### DIRECTIONS
Rewrite the records below, replacing every occurrence of "detector" with "locator" and keeping all other text unchanged.
— BEGIN DATA EXCERPTS —
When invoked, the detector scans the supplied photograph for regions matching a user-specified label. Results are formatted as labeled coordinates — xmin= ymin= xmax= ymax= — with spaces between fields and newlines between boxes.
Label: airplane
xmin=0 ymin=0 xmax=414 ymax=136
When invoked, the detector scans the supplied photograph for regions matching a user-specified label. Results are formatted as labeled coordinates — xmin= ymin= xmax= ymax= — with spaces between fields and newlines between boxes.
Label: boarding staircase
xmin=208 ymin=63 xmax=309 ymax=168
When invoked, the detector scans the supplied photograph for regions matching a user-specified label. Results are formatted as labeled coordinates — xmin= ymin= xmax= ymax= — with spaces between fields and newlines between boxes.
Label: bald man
— END DATA EXCERPTS —
### PROBLEM SOLUTION
When invoked, the locator scans the supplied photograph for regions matching a user-specified label. Results are formatted as labeled coordinates — xmin= ymin= xmax= ymax= — with spaces between fields and newlines between boxes.
Label: airplane
xmin=0 ymin=0 xmax=414 ymax=136
When invoked, the locator scans the supplied photograph for regions matching a user-specified label. Results are formatted as labeled coordinates — xmin= ymin= xmax= ymax= — with spaces between fields and newlines between boxes.
Label: boarding staircase
xmin=208 ymin=63 xmax=309 ymax=168
When invoked, the locator scans the supplied photograph for regions matching a user-specified label. Results are formatted as labeled coordinates — xmin= ymin= xmax= ymax= — with spaces between fields and newlines between boxes.
Label: bald man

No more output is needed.